Pull out every line of the material below that contains the word "image", and copy each of those lines in full.

(Beginning of Excerpted data)

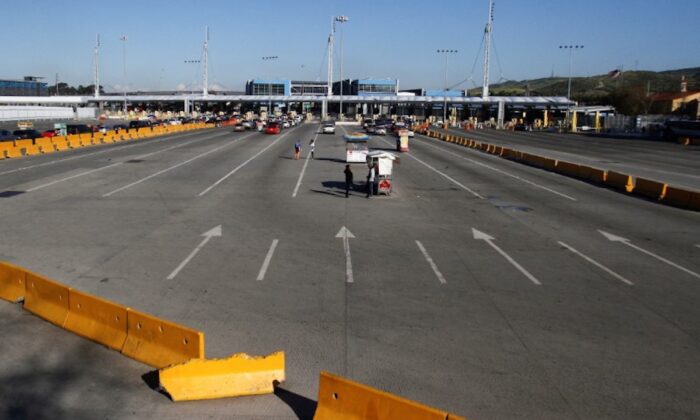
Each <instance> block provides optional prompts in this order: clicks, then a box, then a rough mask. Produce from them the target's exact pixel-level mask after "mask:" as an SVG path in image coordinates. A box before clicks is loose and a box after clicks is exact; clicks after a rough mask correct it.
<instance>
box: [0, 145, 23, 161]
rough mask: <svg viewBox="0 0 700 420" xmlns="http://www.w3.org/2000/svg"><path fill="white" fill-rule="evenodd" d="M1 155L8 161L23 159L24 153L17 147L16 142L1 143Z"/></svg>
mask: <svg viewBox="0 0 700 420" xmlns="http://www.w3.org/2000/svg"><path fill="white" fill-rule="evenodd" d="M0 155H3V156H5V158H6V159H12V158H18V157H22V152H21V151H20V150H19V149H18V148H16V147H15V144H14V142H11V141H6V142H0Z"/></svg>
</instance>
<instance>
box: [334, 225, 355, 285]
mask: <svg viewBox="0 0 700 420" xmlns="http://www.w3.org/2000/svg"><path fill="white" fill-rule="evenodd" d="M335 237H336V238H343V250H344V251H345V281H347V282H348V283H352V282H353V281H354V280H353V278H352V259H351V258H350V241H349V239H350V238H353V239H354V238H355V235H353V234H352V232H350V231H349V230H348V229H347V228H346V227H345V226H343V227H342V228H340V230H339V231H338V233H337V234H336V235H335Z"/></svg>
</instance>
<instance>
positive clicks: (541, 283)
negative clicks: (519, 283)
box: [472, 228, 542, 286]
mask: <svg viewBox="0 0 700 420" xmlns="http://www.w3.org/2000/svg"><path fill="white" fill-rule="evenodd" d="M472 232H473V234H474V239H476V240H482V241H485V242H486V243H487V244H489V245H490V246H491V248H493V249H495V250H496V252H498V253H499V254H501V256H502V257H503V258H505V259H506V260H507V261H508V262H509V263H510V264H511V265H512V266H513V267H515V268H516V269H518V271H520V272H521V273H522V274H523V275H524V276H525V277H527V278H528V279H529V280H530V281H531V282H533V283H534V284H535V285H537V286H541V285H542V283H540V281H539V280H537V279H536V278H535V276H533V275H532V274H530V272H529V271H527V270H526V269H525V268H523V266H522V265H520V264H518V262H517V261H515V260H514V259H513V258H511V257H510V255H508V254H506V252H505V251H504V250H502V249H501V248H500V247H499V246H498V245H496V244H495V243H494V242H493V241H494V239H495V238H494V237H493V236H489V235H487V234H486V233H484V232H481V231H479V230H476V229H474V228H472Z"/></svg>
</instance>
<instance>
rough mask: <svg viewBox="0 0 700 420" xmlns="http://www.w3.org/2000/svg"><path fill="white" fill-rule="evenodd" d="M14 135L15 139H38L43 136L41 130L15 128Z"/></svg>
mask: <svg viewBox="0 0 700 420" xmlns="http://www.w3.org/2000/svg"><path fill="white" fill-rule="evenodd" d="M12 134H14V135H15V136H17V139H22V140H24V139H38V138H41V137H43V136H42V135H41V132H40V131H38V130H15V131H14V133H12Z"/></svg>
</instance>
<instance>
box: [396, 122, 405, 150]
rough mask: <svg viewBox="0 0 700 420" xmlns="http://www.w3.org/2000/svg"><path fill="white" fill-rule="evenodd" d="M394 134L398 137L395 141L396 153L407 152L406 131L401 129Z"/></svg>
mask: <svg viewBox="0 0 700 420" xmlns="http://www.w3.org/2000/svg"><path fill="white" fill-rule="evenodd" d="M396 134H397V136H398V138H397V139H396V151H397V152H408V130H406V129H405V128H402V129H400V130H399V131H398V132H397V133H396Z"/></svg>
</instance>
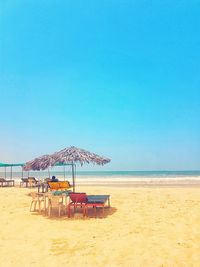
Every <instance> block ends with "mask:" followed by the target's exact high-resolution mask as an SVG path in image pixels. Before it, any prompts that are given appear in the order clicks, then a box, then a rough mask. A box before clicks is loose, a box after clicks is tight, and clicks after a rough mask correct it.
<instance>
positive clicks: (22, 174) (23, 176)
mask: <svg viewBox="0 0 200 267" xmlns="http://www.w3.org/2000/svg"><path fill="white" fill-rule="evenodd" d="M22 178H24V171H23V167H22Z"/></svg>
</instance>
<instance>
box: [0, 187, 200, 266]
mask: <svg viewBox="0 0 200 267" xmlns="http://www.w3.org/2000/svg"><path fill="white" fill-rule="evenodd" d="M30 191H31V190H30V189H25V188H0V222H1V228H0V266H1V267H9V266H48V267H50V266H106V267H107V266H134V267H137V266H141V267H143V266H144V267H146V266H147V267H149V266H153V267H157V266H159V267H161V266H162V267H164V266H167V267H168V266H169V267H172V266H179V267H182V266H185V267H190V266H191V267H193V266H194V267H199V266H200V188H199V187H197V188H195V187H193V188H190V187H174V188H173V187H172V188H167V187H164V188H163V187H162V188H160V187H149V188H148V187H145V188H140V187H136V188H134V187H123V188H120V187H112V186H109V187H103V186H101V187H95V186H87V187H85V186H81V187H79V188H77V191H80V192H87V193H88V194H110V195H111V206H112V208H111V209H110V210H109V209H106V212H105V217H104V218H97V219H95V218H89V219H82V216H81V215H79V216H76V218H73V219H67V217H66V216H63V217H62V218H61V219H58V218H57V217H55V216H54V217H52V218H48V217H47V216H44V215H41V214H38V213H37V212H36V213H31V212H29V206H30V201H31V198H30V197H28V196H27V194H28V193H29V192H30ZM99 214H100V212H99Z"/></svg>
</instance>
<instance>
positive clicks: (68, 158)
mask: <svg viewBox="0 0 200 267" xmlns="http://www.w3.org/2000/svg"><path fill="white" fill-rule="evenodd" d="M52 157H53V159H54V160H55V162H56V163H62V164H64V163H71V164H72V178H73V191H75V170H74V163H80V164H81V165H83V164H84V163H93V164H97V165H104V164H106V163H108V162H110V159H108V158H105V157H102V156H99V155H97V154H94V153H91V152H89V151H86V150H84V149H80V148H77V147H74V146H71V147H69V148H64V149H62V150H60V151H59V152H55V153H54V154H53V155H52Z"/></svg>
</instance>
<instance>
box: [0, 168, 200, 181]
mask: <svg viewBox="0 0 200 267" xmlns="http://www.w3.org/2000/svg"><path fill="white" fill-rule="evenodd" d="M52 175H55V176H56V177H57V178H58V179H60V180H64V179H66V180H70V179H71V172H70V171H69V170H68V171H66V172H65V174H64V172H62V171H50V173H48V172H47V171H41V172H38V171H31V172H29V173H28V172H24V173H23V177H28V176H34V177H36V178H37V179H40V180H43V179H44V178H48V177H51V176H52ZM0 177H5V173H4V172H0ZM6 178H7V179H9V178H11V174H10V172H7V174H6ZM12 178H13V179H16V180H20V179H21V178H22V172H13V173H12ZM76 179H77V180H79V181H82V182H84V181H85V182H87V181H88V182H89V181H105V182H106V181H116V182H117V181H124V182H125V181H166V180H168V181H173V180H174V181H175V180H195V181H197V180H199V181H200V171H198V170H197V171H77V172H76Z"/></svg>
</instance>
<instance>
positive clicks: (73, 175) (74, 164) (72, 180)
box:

(End of Excerpted data)
(Beginning of Excerpted data)

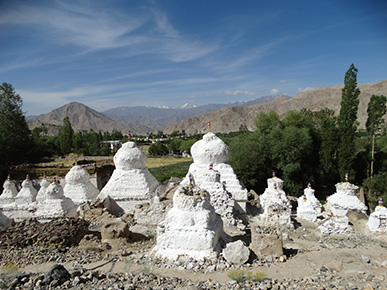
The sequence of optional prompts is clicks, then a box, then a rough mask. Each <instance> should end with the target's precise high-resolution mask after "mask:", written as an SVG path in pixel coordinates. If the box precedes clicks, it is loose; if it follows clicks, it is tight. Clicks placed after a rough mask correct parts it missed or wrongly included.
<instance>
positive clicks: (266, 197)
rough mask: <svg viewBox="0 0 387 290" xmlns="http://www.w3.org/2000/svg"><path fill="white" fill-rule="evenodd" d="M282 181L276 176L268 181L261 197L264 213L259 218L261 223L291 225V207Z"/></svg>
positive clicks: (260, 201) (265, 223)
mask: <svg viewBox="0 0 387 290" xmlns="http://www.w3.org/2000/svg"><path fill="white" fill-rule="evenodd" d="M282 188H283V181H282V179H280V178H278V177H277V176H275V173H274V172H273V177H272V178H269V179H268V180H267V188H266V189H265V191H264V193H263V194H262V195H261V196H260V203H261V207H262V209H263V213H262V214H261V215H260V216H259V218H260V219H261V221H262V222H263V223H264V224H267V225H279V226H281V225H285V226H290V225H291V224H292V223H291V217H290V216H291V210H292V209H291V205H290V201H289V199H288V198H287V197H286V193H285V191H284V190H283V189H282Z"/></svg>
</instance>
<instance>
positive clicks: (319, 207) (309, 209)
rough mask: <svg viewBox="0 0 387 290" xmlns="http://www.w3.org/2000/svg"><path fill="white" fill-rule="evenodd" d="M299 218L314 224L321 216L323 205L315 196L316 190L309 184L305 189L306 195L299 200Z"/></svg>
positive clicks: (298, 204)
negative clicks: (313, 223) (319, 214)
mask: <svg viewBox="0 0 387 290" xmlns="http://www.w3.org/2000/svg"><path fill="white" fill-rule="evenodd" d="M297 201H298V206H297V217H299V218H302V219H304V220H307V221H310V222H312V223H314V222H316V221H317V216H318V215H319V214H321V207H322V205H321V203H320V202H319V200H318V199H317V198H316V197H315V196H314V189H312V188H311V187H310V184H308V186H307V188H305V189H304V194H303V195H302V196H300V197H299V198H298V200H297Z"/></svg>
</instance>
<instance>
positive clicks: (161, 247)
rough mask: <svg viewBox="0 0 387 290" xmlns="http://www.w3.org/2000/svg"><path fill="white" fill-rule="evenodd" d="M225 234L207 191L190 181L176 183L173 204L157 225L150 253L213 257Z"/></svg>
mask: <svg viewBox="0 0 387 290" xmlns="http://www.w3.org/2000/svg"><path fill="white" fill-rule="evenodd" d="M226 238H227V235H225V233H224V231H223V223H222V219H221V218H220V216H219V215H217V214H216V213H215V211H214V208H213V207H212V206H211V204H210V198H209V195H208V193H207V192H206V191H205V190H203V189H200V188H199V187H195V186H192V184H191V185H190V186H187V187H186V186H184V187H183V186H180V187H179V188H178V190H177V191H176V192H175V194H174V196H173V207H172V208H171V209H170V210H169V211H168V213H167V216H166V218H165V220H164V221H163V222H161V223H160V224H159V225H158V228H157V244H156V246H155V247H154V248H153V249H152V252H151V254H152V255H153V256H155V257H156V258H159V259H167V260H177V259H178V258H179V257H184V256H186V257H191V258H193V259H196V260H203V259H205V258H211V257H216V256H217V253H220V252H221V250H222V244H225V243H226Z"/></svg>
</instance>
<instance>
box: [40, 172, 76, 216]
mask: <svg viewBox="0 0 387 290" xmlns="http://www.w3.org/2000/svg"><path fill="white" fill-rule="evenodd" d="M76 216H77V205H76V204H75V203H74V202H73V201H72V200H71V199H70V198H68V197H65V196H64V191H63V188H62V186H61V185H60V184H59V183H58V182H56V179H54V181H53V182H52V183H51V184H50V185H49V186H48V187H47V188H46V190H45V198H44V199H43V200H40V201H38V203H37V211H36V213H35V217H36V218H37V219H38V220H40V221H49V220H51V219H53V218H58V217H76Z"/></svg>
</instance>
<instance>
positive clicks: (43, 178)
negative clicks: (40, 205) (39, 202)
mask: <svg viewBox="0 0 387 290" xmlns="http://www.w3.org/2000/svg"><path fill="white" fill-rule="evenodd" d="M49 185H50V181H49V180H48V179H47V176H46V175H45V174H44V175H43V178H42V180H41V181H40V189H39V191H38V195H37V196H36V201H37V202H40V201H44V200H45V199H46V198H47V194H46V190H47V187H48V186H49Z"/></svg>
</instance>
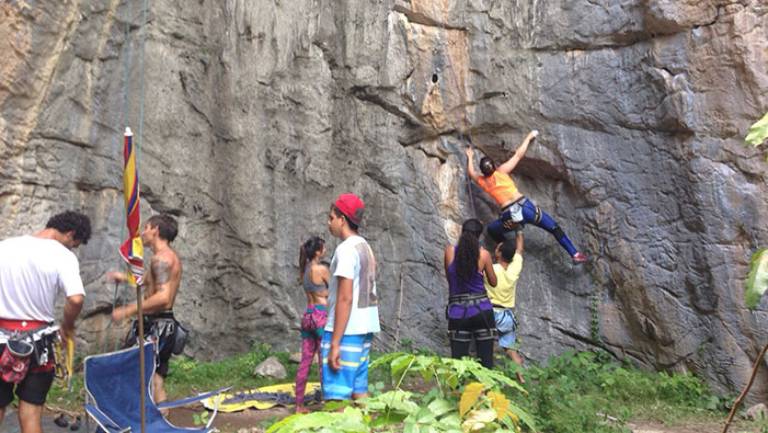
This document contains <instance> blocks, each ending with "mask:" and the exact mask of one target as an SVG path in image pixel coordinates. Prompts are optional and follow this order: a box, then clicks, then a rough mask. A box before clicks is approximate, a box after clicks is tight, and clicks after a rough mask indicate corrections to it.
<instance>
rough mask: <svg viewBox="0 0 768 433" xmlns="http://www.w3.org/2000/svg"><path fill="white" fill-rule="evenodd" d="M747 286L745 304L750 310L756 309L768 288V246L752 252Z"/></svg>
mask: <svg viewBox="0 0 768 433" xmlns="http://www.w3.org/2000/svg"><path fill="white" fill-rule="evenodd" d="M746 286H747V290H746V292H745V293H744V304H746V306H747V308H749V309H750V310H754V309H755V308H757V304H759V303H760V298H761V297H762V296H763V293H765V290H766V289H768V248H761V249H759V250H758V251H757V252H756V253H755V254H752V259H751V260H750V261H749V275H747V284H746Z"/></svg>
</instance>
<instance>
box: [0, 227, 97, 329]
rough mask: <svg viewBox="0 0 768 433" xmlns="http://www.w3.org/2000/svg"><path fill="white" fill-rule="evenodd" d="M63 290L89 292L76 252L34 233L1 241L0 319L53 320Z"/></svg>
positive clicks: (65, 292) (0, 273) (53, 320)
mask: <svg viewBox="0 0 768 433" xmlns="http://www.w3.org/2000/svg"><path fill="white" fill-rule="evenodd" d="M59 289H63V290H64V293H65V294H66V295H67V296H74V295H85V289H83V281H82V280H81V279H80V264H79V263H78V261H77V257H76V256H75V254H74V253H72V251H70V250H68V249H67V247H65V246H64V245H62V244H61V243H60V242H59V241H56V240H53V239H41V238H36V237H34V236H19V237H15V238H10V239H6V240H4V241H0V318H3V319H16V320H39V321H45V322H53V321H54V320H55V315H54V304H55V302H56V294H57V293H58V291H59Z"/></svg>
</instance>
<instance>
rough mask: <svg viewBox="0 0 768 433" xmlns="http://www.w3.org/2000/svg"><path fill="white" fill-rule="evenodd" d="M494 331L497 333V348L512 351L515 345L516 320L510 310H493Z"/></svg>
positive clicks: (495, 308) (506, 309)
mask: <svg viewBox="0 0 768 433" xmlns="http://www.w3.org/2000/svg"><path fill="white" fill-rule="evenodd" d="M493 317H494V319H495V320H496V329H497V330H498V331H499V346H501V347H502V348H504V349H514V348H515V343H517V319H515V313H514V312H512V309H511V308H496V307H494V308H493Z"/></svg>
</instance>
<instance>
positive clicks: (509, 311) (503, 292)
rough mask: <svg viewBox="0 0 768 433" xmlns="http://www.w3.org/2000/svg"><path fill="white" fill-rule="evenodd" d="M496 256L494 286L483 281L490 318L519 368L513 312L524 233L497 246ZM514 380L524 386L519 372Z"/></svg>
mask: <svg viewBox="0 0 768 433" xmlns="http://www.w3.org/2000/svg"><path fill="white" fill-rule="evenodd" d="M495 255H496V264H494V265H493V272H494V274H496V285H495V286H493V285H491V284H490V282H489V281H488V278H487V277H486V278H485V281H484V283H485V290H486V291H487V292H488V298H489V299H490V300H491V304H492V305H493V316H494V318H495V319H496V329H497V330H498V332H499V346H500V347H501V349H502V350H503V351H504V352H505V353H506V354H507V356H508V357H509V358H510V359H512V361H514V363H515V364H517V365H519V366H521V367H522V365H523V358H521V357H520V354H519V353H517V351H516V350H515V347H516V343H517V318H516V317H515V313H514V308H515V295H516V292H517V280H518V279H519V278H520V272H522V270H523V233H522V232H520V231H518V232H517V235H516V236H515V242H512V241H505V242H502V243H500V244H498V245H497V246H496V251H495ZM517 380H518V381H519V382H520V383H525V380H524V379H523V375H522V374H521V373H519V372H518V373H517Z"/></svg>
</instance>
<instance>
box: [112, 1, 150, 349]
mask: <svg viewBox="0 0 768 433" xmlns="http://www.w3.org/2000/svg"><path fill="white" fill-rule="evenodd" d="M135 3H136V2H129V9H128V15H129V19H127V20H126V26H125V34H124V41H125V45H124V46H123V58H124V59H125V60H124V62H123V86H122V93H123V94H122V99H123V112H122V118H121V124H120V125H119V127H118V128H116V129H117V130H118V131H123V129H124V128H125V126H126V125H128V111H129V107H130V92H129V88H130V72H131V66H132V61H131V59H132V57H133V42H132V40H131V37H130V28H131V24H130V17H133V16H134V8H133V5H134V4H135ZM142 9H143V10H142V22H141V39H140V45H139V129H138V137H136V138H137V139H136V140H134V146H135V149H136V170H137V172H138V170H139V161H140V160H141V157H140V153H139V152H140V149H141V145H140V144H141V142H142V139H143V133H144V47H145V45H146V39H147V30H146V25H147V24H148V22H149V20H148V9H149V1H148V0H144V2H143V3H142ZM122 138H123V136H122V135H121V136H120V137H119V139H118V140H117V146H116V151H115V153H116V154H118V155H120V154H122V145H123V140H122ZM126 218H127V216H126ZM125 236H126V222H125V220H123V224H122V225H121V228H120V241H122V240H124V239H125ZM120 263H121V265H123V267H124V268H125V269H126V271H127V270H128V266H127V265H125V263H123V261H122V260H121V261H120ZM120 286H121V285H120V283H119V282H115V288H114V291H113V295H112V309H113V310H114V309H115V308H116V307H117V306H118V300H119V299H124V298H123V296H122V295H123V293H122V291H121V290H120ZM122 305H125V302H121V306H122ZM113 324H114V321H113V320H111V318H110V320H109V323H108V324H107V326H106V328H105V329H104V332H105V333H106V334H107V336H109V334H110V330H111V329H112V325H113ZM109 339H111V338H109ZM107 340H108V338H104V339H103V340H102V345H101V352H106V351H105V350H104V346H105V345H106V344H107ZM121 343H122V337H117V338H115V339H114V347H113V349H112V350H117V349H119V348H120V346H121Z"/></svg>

(End of Excerpted data)

◆ Answer section
Each <instance> block provides optional prompts in this order: clicks, then a box, then a rough mask. Produce from them the target's exact pixel-level mask after "mask:" as an SVG path in image coordinates. A box before clicks is loose and a box after clicks is exact; clicks after a rough mask correct it.
Every <instance> block ends with "mask:" followed by the target's exact high-resolution mask as an SVG path in image pixels. Before it, any prompts that are given appear in the order clicks, then a box, then a rough mask. A box before clicks is loose, a box after clicks is tight, and clicks after a rough mask correct it.
This document contains <instance> blocks, each ending with "mask:" and the exact mask of one target as an SVG path in image pixel coordinates. Prompts are optional and follow this order: a box, then clicks, then a rough mask. A box before clicks is approximate, a box after clicks is tight, and clicks after a rough mask indicate corrections to it.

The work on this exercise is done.